==== PROVIDED DATA ====

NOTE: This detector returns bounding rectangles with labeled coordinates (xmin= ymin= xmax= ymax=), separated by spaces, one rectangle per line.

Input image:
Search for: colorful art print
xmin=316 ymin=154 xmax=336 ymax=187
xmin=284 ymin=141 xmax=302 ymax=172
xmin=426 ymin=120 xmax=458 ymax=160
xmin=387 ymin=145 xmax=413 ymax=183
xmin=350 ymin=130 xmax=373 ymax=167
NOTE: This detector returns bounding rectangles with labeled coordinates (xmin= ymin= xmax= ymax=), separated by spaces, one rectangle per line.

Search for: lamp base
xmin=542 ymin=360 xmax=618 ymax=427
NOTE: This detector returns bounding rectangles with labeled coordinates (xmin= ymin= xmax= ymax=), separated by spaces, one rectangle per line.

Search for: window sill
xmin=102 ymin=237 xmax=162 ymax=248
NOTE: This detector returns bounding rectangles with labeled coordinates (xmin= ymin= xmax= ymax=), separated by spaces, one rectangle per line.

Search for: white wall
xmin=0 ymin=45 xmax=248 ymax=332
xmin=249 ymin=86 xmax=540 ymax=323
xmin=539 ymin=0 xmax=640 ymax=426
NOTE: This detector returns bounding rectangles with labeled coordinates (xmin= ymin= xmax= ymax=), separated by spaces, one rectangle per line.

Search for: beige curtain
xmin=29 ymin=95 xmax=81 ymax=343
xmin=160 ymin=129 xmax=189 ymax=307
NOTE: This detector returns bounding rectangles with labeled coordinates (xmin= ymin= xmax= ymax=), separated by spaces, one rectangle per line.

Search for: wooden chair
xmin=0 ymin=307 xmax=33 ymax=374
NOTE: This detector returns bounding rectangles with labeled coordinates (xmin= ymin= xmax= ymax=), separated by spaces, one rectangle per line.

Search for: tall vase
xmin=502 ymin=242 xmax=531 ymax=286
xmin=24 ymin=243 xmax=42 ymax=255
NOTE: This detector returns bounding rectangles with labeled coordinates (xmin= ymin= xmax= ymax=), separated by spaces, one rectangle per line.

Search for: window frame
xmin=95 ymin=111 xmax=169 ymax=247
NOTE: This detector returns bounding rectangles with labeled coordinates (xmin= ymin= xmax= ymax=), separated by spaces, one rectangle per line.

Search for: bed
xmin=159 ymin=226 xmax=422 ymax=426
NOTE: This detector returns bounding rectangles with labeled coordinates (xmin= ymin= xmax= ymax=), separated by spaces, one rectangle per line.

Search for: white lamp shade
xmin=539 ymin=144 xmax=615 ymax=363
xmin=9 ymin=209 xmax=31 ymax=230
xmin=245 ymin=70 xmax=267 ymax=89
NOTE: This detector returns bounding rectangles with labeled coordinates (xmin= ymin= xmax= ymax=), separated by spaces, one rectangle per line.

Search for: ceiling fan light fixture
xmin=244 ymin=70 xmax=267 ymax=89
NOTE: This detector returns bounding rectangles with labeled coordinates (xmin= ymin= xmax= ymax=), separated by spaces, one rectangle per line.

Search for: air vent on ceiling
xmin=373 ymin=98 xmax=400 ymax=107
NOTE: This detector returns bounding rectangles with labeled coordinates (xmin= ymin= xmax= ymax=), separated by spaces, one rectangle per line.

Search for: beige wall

====

Rewrite all the items above, replacing "Search for" with "Locate" wherever it appears and leaving everything else unchanged.

NOTE: This detector returns bounding rectangles with labeled coordinates (xmin= ymin= xmax= ymax=), separated by spaces, one rectangle per line.

Input image:
Locate: colorful art print
xmin=316 ymin=154 xmax=336 ymax=187
xmin=284 ymin=141 xmax=302 ymax=172
xmin=426 ymin=120 xmax=458 ymax=160
xmin=387 ymin=145 xmax=413 ymax=183
xmin=350 ymin=130 xmax=373 ymax=167
NOTE: This detector returns bounding rectangles with labeled coordinates (xmin= ymin= xmax= ymax=), separated by spaces, one rectangle per line.

Locate: lamp base
xmin=542 ymin=360 xmax=618 ymax=427
NOTE: This detector returns bounding rectangles with labeled coordinates (xmin= ymin= xmax= ymax=), separated by spaces, one rectangle per line.

Locate: window sill
xmin=102 ymin=237 xmax=162 ymax=248
NOTE: This detector returns bounding rectangles with labeled coordinates (xmin= ymin= xmax= ymax=), separated by spaces, one rectangle per line.

Locate: white wall
xmin=0 ymin=45 xmax=248 ymax=332
xmin=249 ymin=86 xmax=540 ymax=323
xmin=539 ymin=0 xmax=640 ymax=426
NOTE: This detector returns bounding rectangles with labeled coordinates (xmin= ymin= xmax= ymax=), separated by spaces, one rectangle per line.

Locate: beige curtain
xmin=29 ymin=95 xmax=81 ymax=343
xmin=160 ymin=129 xmax=189 ymax=307
NOTE: This detector returns bounding rectangles with labeled coordinates (xmin= ymin= xmax= ymax=), separated by spaces, one rectangle per line.

Locate: wooden chair
xmin=0 ymin=307 xmax=33 ymax=374
NOTE: This detector returns bounding rectangles with labeled coordinates (xmin= ymin= xmax= ymax=), separated by spaces, one rectangle per line.

Locate: tall vase
xmin=502 ymin=242 xmax=531 ymax=286
xmin=24 ymin=243 xmax=42 ymax=255
NOTE: This detector returns bounding rectangles with labeled coordinates (xmin= ymin= xmax= ymax=), separated by spaces, one rectangle per line.

Locate: window frame
xmin=95 ymin=111 xmax=169 ymax=247
NOTE: This detector returns bounding rectangles with labeled coordinates (xmin= ymin= xmax= ymax=), separated by spaces, one rectangle per line.

Locate: bed
xmin=159 ymin=226 xmax=422 ymax=426
NOTE: This detector returns bounding rectangles with labeled coordinates (xmin= ymin= xmax= ymax=), separated by spaces, one rectangle per line.

Locate: white lamp shade
xmin=539 ymin=144 xmax=615 ymax=363
xmin=9 ymin=209 xmax=31 ymax=230
xmin=245 ymin=70 xmax=267 ymax=89
NOTE: This detector returns bounding rectangles with labeled coordinates (xmin= ymin= xmax= ymax=), separated by spaces, one rectangle per line.

Locate: ceiling fan light fixture
xmin=244 ymin=70 xmax=267 ymax=89
NOTE: This detector returns bounding rectangles with labeled coordinates (xmin= ymin= xmax= ymax=), separated by spaces, one rectangle per line.

Locate: air vent on ceiling
xmin=373 ymin=98 xmax=400 ymax=107
NOTE: This detector returns bounding rectangles with labeled coordinates (xmin= ymin= xmax= ymax=), separated by spaces, one rectangle per line.

Locate: beige wall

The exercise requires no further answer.